→ **SELECTED PASSAGE**:
........

California & Their State Tax Laws Rundown.


When I first moved to the Golden State, I didn't pay attention to their tax laws. I moved to California out of passion for certain interests. Now that I've been living here for a while and am getting accustomed to some of the U.S. economical and social terminology, I've decided to dedicate some time to educating myself on some financial burdens. One of those burdens are tax laws. Let's have a look at what California has to offer.


California's State Tax Rundown


Sales Taxes


State Sales Tax: California’s state-only sales tax is 6.50 percent.  There is a statewide county tax of 1%, and therefore, the lowest rate anywhere in California is 7.5%. This rate will apply until December 31, 2016.  Rates will be higher in cities and counties with special taxing districts – between 1.0 percent and 3.5 percent.  Publication 71lists combined sales tax rates for California cities and counties.  (Food and prescription drugs are exempt.)

........

→ **DATA ROWS**:
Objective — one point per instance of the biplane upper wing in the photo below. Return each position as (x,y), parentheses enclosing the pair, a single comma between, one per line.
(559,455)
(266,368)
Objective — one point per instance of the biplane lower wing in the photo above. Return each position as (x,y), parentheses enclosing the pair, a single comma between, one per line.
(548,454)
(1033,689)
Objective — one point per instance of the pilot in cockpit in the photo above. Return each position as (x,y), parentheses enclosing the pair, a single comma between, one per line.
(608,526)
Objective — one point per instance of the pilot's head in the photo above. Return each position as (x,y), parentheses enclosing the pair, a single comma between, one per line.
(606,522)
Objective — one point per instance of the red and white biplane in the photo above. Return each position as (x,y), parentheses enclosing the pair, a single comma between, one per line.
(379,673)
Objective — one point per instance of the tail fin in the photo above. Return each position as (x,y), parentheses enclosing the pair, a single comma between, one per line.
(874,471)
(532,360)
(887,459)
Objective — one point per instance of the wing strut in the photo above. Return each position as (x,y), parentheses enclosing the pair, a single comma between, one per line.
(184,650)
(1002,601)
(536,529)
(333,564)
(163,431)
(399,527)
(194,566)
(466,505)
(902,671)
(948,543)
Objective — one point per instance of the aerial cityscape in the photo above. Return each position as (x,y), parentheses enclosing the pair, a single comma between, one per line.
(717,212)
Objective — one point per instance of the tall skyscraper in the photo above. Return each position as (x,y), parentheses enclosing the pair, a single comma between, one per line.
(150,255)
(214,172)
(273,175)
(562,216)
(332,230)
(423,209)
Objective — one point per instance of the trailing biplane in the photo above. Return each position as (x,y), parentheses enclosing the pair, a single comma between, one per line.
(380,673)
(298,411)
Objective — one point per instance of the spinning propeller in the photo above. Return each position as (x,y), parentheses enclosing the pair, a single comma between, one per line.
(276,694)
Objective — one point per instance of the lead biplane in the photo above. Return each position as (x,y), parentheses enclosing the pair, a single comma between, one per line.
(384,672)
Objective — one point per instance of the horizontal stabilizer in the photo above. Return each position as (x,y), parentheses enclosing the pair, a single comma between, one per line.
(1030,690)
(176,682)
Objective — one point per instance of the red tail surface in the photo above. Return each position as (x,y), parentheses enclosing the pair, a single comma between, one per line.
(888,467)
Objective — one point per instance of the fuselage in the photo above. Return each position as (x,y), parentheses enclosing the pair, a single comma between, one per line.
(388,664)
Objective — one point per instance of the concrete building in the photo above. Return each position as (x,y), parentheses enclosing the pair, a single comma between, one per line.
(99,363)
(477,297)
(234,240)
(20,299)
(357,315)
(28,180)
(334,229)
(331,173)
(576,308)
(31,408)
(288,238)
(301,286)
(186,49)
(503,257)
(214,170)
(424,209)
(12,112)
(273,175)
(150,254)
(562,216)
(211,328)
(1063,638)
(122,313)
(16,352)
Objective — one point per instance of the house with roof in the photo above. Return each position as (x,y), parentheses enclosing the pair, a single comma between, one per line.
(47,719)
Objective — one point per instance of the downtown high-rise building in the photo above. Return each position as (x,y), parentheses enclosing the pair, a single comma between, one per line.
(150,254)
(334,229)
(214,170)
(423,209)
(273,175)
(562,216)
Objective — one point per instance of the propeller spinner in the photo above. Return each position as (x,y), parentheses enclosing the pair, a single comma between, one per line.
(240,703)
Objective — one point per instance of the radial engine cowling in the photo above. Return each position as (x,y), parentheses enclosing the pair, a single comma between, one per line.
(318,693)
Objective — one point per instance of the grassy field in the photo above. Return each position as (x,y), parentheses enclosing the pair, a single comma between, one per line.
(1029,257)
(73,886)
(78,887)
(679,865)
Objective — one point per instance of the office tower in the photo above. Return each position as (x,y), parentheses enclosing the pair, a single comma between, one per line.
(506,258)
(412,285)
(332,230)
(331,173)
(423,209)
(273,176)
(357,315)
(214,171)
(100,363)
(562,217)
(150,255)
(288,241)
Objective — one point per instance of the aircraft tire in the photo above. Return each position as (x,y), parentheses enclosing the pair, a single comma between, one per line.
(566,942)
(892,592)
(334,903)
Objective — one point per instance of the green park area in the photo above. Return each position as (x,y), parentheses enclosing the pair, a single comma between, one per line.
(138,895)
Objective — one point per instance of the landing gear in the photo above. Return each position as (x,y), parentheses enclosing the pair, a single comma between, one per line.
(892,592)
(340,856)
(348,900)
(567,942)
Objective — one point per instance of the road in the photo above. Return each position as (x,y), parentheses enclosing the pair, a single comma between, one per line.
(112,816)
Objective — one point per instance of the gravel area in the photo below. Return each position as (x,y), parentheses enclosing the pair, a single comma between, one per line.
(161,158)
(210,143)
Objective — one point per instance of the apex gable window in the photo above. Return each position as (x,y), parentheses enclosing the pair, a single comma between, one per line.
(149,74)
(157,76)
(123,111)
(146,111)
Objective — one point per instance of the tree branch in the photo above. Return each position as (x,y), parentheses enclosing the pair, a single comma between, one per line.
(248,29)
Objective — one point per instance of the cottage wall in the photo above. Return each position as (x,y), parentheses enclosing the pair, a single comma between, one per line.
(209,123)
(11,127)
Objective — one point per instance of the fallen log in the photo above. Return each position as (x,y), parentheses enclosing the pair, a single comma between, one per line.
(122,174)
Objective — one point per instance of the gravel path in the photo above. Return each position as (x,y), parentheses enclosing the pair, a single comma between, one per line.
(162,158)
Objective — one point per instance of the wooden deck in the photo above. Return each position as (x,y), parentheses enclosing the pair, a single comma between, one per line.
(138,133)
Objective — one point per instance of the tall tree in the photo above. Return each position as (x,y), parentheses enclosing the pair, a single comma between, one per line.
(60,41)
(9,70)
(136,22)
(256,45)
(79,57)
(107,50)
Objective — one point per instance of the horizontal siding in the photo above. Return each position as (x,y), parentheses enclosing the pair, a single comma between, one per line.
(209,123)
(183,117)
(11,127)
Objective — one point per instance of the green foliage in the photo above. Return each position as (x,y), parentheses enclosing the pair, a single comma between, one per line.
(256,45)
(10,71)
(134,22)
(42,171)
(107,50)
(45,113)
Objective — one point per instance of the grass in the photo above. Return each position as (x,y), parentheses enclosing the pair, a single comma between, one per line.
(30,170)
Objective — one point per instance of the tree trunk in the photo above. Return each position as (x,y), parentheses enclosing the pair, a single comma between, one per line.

........

→ **GOAL 1**: Reproduce the passage of the California tax rundown starting with "California's State Tax Rundown" and going on through "drugs are exempt.)".
→ **GOAL 2**: Write out the listing's lines starting with the line with "Objective — one point per instance of the grass in" and going on through the last line of the listing.

→ **WRITTEN SOLUTION 1**:
California's State Tax Rundown


Sales Taxes


State Sales Tax: California’s state-only sales tax is 6.50 percent.  There is a statewide county tax of 1%, and therefore, the lowest rate anywhere in California is 7.5%. This rate will apply until December 31, 2016.  Rates will be higher in cities and counties with special taxing districts – between 1.0 percent and 3.5 percent.  Publication 71lists combined sales tax rates for California cities and counties.  (Food and prescription drugs are exempt.)

→ **WRITTEN SOLUTION 2**:
Objective — one point per instance of the grass in the photo above. Return each position as (x,y), parentheses enclosing the pair, a single comma between, one per line.
(30,170)
Objective — one point per instance of the tree trunk in the photo above. Return each position as (x,y), parentheses enclosing the pair, a single comma between, one per line.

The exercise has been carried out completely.